• Recorded data:
<<<<
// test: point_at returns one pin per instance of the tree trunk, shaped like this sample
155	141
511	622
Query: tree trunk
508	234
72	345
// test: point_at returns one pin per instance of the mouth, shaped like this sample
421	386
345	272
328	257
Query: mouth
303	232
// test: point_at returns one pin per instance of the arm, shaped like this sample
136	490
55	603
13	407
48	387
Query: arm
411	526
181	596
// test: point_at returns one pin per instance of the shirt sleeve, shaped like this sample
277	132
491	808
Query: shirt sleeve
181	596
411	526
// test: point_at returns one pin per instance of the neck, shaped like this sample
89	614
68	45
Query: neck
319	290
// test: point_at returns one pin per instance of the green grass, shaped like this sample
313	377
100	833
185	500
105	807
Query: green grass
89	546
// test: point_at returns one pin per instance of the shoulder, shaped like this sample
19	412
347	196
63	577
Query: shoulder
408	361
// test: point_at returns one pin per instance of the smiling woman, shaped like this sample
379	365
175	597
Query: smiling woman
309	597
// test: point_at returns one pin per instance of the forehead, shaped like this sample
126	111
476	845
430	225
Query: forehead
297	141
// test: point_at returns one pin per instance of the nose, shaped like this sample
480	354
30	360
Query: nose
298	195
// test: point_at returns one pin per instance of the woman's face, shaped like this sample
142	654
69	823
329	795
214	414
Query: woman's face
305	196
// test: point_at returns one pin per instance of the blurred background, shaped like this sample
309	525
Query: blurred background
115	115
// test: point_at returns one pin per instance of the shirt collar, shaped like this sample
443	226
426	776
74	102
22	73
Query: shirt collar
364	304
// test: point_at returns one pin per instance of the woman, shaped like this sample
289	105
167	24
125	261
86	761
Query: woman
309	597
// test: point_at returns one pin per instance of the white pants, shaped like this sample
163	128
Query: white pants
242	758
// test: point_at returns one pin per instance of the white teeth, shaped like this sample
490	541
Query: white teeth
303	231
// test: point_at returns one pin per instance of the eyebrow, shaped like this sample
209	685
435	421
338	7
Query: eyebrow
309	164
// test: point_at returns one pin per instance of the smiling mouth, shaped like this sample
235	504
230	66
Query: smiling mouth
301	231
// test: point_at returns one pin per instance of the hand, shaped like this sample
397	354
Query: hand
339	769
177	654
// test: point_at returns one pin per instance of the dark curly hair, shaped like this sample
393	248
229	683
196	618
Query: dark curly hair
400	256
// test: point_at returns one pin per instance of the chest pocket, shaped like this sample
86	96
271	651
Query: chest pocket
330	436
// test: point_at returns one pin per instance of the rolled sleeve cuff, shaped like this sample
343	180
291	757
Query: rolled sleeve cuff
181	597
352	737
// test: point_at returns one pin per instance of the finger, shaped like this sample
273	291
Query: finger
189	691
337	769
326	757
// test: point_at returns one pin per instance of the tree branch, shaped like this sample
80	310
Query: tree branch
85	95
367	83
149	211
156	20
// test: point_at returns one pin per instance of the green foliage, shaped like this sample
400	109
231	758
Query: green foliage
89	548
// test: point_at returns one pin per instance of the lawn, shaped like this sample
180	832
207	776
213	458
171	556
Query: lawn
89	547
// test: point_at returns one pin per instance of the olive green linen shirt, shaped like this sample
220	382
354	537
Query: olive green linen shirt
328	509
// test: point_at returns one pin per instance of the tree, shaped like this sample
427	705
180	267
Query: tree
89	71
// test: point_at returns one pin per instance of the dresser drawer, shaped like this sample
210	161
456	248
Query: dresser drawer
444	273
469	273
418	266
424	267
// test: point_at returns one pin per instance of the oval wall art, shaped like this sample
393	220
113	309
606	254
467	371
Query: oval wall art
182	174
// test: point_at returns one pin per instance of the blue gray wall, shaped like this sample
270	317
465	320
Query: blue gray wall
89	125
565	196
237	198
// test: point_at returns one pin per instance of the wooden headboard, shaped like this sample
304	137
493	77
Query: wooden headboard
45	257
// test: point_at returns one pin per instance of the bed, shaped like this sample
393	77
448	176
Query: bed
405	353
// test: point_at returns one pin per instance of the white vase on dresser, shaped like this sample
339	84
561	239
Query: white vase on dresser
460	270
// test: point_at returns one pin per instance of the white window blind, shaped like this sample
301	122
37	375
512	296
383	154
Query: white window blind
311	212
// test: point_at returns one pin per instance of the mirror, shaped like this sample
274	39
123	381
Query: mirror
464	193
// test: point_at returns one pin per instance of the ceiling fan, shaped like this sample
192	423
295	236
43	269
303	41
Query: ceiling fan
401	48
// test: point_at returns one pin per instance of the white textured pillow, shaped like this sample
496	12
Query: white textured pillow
>>>>
• Short exercise: Exactly as shown above, return every record.

• Response to the exercise:
// test: point_at returns one pin per instance of the tree trunk, shaped like this sample
155	141
511	622
Query: tree trunk
508	234
72	345
// test: point_at returns one pin per instance of the mouth, shaped like this sample
421	386
345	272
328	257
Query: mouth
303	232
// test: point_at returns one pin per instance of the arm, shaped like this sample
136	490
55	603
13	407
48	387
Query: arm
411	526
181	596
// test: point_at returns one pin per instance of the shirt sleeve, shaped like this sample
277	132
491	808
Query: shirt sleeve
181	596
411	526
// test: point_at returns one pin per instance of the neck, shaped like this sample
89	614
68	45
Query: neck
319	290
// test: point_at returns one pin per instance of the green grass, shaped like this sample
313	377
100	833
185	500
105	807
Query: green grass
89	546
// test: point_at returns one pin per instance of the shoulder, shaped like this sample
19	412
347	196
63	577
Query: shoulder
408	361
// test: point_at returns one pin per instance of the smiling woman, shaped like this sample
379	365
175	597
Query: smiling woman
309	597
// test: point_at returns one pin per instance of the forehead, shaped like this sample
126	111
476	845
430	225
Query: forehead
297	141
// test: point_at returns one pin per instance of the nose, shaped like this sample
480	354
30	360
Query: nose
298	195
// test: point_at returns one pin per instance of the woman's face, shaped like this sample
142	654
69	823
329	795
214	414
Query: woman's face
305	196
// test: point_at returns one pin per instance of the blurred background, shaped like this sample
309	525
Query: blurred background
115	115
// test: point_at returns one pin per instance of the shirt collar, shaped like this sample
443	226
426	776
74	102
22	73
Query: shirt collar
364	304
// test: point_at returns one pin per instance of the woman, shaped like this sample
289	105
167	24
125	261
86	761
Query: woman
309	597
// test: point_at returns one pin per instance of the white pants, shaped like this sample
163	128
Query: white pants
242	758
// test: point_at returns one pin per instance of the white teeth, shaped like this sample
490	541
Query: white teeth
303	231
// test: point_at returns one pin per instance of the eyebrow, shaped like this sample
209	685
435	421
338	7
Query: eyebrow
309	164
// test: point_at returns one pin per instance of the smiling mouth, shaped like this sample
235	504
230	66
Query: smiling mouth
301	231
// test: point_at returns one pin per instance of the hand, shaped like this sample
397	354
Query: hand
339	769
177	654
// test: point_at returns one pin per instance of the dark curly hair, shaped like this sample
393	248
229	683
196	618
Query: dark curly hair
400	256
// test: point_at returns one pin per instance of the chest pocket, shaped like this sample
86	96
271	651
Query: chest pocket
330	436
// test: point_at returns one pin per instance of the rolled sleeve cuff, shaped like this sample
343	180
291	757
Query: rolled sleeve cuff
181	597
352	737
// test: point_at returns one pin per instance of the finger, shaped like this sample
273	291
Query: finger
189	691
337	769
326	757
// test: point_at returns one pin per instance of the tree branch, shaped like this sample
80	310
Query: tree branch
85	95
367	83
149	211
156	20
// test: point_at returns one pin per instance of the green foliage, shaped like this sample
400	109
231	758
Query: green foliage
89	548
// test: point_at returns one pin per instance of the lawn, shaped like this sample
180	832
207	776
213	458
171	556
Query: lawn
89	547
// test: point_at returns one pin per instance of the olive green linen shirt, shaped like this sample
220	382
354	537
Query: olive green linen shirt
328	509
// test: point_at returns one pin per instance of the tree, shaped like this sample
427	705
180	267
Query: tree
89	71
// test: point_at returns one pin per instance of the dresser drawer, shaped like this sample
210	161
456	248
Query: dresser drawer
444	273
469	273
418	266
424	267
// test: point_at returns one pin per instance of the oval wall art, shaped like this sample
393	220
113	309
606	254
467	371
Query: oval wall art
182	174
// test: point_at returns one pin per instance of the blue gray wall, shaped like this sample
270	317
465	320
Query: blue gray wall
89	125
565	196
237	198
// test: point_at returns one pin per instance of the wooden headboard, shaped like this sample
304	137
493	77
Query: wooden headboard
45	257
// test: point_at returns one pin per instance of the bed, shaped like this sample
393	77
448	176
Query: bed
405	353
// test: point_at returns one pin per instance of the white vase on dresser, shaped like this sample
339	84
561	239
Query: white vase on dresser
460	270
// test: point_at returns one pin per instance of the white window blind, shaped like this sample
301	122
37	375
512	296
383	154
Query: white window blind
311	212
// test: point_at returns one pin per instance of the mirror, shaped like this sample
274	39
123	381
Query: mirror
464	193
// test: point_at returns one pin per instance of the ceiling fan, shaped like this sample
192	423
295	236
43	269
303	41
Query: ceiling fan
401	48
// test: point_at returns one pin per instance of the white textured pillow, shaped like this sample
496	12
Query: white textured pillow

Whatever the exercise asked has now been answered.